**TEXTE AFFICHÉ**
• • • •
Dans un registre plus différent, on trouve le mode Match Race, qui consiste en un affrontement entre deux joueurs humains, sans aucun autre adversaire sur la piste, où l'on peut choisir le circuit de son choix et ce à l'infini (la barre de scores pouvant aller jusqu'à 99 victoires de chaque côté). De plus, c'est dans ce mode que l'intégralité des objets peut être utilisée, avec notamment le fantôme permettant de voler l'option détenue par le concurrent, les pièces qui apportent plus de puissance au moteur, ou l'éclair, arme ultime du jeu, qui rapetisse l'adversaire, le rendant plus lent et très vulnérable pendant une dizaine de secondes. Ces subtilités se maîtrisent en quelques tours de pistes grâce à un gameplay simple et bien pensé. La palme va tout de même à la gestion physique hallucinante des karts, et notamment au saut qui sert de contre-braquage de sorte à replacer le kart parfaitement dans l'axe en sortie d'un virage pris en dérapage. C'est techniquement sans faute, et le mode 7 amorcé par F-Zero atteint ici sa plénitude, donnant réellement l'impression que les véhicules évoluent en profondeur et que les circuits sont en trois dimensions, alors que cette réalité n'interviendra qu'en 1993 avec le Super FX introduit dans le premier Starwing... Enfin, il y a ce fameux mode Battle, le plus secouant de tous. Les joueurs s'affrontent sur un circuit-labyrinthe sans issue en forme de carré, comprenant de nombreux couloirs. Chaque pilote dispose de trois ballons autour de son kart. Le but étant d'éclater les ballons de l'adversaire... Cela peut se faire avec des carapaces à tête chercheuse (mais dont l'usage nécessite plus de technique qu'il n'y paraît) ou avec des peaux de bananes vicieusement posées ou lancées sur la route, et ce sous le nez de l'adversaire... Bref, vous l'aurez compris, contrairement aux autres jeux de courses de la console, SMK est vraiment porté sur le divertissement, le fun même, mais avec une technique irréprochable qui scotche encore aujourd'hui tous ses utilisateurs.
• • • •
**CONSIGNE**
Répondez à ces questions d'après le texte affiché :
(a) En mode Match Race, jusqu'à combien de victoires de chaque côté la barre de scores peut-elle aller ?
(b) En mode Battle, combien de ballons chaque pilote a-t-il autour de son kart ?
(c) En quelle année le Super FX intervient-il ?
• • • •
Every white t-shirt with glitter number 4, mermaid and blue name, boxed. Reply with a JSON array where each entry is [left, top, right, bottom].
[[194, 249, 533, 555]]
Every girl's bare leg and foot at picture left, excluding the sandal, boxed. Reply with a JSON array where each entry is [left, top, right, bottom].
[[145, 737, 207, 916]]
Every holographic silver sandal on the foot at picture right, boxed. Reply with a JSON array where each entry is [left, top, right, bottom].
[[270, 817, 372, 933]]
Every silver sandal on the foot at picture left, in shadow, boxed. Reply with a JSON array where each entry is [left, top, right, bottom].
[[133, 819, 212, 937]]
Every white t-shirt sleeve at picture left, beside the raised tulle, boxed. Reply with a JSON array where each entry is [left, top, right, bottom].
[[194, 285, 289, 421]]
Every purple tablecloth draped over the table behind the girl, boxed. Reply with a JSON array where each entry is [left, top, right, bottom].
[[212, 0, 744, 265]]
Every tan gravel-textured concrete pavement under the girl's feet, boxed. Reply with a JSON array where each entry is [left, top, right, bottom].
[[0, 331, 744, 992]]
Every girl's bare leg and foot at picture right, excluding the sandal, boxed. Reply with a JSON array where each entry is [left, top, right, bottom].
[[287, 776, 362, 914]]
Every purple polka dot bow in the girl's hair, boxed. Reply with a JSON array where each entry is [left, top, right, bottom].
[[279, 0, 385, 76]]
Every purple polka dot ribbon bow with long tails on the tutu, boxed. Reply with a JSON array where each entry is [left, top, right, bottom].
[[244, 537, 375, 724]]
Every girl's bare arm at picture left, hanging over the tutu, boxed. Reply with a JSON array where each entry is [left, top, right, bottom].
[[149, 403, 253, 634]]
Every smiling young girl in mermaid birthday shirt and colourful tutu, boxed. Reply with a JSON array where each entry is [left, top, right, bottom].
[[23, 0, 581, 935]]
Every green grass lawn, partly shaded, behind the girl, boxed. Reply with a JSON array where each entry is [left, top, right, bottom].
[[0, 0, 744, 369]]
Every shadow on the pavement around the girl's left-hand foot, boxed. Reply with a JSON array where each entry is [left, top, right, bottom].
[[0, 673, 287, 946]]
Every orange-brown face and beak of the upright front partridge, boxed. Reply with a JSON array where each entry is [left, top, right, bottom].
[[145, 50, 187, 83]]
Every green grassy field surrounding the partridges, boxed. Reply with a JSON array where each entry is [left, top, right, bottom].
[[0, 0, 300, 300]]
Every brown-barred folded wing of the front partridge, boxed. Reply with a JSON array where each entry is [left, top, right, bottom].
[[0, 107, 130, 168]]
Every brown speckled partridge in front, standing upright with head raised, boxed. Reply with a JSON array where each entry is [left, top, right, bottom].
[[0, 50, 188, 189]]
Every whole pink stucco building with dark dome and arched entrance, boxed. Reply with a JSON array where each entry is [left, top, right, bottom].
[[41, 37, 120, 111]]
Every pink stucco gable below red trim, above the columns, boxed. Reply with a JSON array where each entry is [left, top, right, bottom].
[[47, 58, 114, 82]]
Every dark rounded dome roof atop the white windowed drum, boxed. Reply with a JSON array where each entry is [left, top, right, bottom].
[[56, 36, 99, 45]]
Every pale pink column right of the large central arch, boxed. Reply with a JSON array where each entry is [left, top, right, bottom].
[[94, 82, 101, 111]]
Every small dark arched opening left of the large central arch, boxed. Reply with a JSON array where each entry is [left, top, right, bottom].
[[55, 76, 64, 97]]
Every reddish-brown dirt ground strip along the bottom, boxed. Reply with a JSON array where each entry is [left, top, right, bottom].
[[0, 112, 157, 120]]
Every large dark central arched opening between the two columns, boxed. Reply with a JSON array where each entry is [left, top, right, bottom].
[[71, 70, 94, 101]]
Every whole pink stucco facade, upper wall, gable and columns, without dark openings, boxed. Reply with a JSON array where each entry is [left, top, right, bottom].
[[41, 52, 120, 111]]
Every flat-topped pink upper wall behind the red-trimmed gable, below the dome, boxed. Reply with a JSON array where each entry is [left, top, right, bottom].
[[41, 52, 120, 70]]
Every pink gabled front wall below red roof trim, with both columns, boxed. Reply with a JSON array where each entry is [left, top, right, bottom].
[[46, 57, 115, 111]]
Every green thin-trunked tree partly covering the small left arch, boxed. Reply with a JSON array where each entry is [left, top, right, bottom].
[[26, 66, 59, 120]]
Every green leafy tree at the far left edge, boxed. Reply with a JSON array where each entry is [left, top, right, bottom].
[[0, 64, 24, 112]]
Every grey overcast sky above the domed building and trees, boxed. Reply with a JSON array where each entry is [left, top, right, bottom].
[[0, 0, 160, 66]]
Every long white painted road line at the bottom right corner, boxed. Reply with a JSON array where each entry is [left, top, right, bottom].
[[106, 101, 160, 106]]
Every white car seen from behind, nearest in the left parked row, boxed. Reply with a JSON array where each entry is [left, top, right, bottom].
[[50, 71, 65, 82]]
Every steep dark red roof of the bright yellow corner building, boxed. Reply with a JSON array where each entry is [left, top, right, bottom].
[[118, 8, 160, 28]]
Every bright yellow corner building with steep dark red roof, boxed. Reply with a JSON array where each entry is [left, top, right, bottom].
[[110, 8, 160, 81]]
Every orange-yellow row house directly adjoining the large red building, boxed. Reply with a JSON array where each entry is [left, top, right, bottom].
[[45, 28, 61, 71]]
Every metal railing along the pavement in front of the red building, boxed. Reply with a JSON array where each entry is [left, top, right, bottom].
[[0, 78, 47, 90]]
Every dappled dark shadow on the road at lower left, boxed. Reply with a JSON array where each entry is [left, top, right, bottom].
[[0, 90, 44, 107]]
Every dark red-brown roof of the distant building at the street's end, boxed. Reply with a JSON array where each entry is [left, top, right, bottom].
• • • •
**RÉPONSE ATTENDUE**
(a) Jusqu'à 99 victoires.
(b) Trois ballons.
(c) En 1993.